The University of Alberta will take the lead on a new research hub for pandemic preparedness in recognition of the university’s cross-disciplinary strength in developing tools to fight COVID-19 and other potential pandemic diseases.
“To continue to protect Canadians and to build a resilient biomanufacturing ecosystem, our government is taking every action possible to be equipped with the best tools,” said François-Philippe Champagne, minister of innovation, science and industry, while announcing five hubs funded by the Canada Biomedical Research Fund today.
“We’re proud to foster the research needed to produce cutting-edge discoveries and products in our very own labs that will help us build a stronger, more robust life sciences sector that responds to the needs of Canadians for decades to come,” Champagne said.

= = =

*Exercise instructions*
Reproduce verbatim the part of the passage on the University of Alberta's pandemic research hub that begins with the words "The University of" and ends with "Research Fund today.".

*Study material*
= = =

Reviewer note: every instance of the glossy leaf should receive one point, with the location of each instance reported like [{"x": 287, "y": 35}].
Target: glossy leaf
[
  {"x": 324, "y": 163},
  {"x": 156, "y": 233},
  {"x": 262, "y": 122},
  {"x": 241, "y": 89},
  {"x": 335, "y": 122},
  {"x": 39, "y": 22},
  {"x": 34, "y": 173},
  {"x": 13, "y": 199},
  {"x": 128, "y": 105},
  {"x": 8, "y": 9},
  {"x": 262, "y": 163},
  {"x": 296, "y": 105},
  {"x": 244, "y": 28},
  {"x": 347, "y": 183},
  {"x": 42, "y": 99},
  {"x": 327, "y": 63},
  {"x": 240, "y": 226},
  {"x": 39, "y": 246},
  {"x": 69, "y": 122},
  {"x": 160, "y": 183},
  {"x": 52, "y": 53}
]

= = =

*Worked solution*
The University of Alberta will take the lead on a new research hub for pandemic preparedness in recognition of the university’s cross-disciplinary strength in developing tools to fight COVID-19 and other potential pandemic diseases.
“To continue to protect Canadians and to build a resilient biomanufacturing ecosystem, our government is taking every action possible to be equipped with the best tools,” said François-Philippe Champagne, minister of innovation, science and industry, while announcing five hubs funded by the Canada Biomedical Research Fund today.